(Dataset rows on object pointing)
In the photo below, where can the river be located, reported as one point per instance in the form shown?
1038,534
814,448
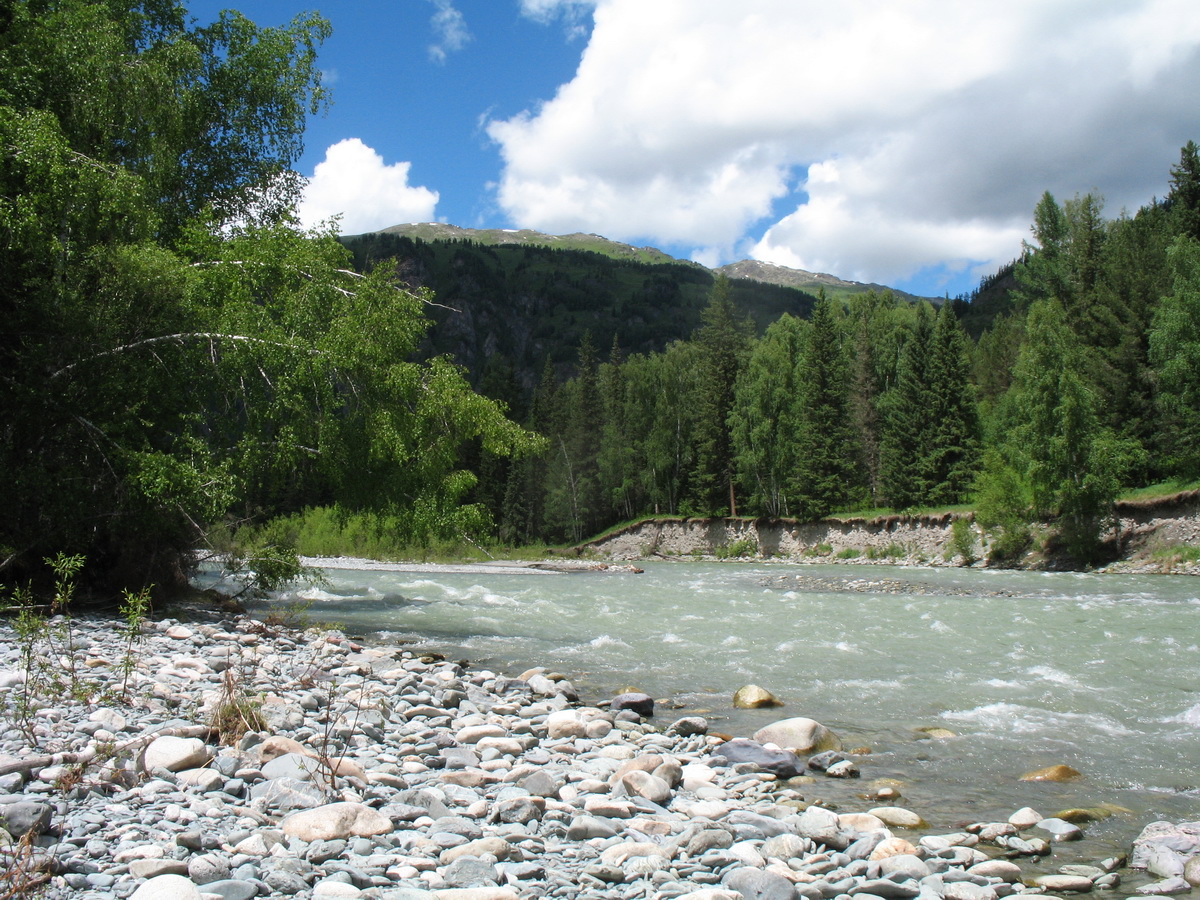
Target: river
1101,672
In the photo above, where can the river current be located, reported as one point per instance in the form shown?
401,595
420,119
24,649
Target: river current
1101,672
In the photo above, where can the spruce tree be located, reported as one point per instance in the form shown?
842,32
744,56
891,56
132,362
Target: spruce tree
724,341
952,454
905,474
827,475
763,417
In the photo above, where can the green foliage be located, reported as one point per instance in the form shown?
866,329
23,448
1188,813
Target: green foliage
133,611
724,343
826,475
963,541
1175,352
175,351
763,418
1057,460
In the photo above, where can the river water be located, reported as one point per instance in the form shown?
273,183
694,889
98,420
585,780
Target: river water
1101,672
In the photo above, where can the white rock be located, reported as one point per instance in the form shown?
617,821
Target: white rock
336,821
1025,819
167,887
204,779
175,754
802,735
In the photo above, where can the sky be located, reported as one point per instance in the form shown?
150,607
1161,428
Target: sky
900,143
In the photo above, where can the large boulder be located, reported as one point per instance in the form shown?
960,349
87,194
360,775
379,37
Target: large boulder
336,821
783,763
175,754
804,736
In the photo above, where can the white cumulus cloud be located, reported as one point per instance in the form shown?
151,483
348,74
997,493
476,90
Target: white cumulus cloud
450,28
354,183
867,138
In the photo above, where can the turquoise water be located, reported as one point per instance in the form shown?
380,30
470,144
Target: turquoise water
1101,672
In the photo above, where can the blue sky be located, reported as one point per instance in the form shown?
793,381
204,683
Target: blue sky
899,143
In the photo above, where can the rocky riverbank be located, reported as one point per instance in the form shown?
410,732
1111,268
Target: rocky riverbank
1141,528
226,759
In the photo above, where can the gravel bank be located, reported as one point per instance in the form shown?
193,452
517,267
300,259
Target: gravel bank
376,772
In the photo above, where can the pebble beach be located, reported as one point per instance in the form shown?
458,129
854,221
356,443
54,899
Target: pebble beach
228,759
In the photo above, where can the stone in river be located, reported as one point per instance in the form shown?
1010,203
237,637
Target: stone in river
935,732
783,763
640,703
25,816
336,821
175,754
751,696
1025,819
1165,887
1192,871
802,735
756,885
646,785
1065,883
167,887
898,817
689,725
1051,773
1060,831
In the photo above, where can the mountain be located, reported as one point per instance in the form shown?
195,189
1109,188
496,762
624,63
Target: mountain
748,269
809,282
508,301
496,237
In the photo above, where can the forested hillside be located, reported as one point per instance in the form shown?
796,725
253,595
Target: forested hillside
1079,378
178,357
504,310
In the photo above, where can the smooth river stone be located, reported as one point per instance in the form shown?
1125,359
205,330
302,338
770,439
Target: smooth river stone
167,887
336,821
175,754
1053,773
802,735
751,696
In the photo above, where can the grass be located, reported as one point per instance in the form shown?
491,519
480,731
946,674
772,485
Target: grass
1163,489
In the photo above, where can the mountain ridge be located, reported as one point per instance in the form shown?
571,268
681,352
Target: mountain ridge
748,269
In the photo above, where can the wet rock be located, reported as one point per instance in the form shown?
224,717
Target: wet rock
802,735
1025,819
751,696
1060,831
635,702
1065,883
1053,773
783,763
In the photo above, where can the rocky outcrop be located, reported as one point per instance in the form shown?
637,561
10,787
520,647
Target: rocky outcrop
882,539
924,539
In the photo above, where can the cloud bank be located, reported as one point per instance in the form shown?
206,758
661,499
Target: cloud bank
354,183
867,138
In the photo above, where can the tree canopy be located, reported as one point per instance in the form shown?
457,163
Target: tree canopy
175,349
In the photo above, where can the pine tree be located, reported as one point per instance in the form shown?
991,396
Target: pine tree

→ WHAT THE TASK REQUIRES
Copy out, word for word, the lines above from the one containing "In the photo above, where can the cloud" through the final line of the rows.

→ RIGHT ANSWER
In the photo above, where can the cloud bank be located, reported as one point per instance in the form shown?
206,758
661,499
Target: cloud bank
354,183
867,138
In the photo above, where can the tree canopy be located, reported as one point per instance in the form shown?
457,163
Target: tree canopy
175,349
In the photo above, where can the pine tree be located, reported as one point per instance in the form shown?
991,396
Target: pine tree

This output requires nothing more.